▶ [Exercise brief]:
Copy out, without any changes, the stretch of the listing below from the line containing "Mark the tower" through the end of the listing, including both the first and last lines.

** begin Record set **

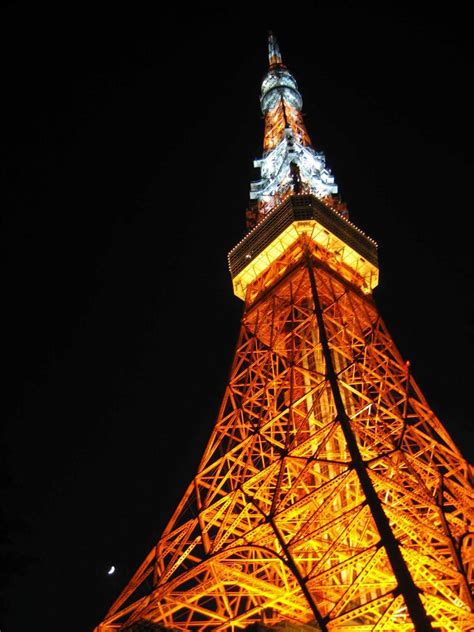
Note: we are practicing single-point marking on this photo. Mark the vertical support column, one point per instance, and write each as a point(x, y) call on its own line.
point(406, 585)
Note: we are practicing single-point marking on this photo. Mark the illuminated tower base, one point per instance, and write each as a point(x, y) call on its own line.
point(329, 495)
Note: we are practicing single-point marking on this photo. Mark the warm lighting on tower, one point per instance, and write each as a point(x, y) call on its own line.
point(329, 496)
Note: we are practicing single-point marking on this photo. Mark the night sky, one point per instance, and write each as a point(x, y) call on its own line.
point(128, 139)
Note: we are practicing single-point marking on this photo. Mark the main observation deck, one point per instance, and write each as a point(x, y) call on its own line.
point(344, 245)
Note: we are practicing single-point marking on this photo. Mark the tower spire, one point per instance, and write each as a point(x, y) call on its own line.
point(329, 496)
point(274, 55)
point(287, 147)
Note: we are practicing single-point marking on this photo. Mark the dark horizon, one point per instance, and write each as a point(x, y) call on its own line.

** end Record set **

▶ [The solution]:
Note: we are practicing single-point marking on this photo. Mark the tower spire, one point per instance, and write each as a point(x, y) call on its own line.
point(329, 496)
point(274, 55)
point(287, 147)
Note: we are practicing single-point marking on this photo. Mark the dark horizon, one point per instance, and write each as a point(x, y) call on its own line.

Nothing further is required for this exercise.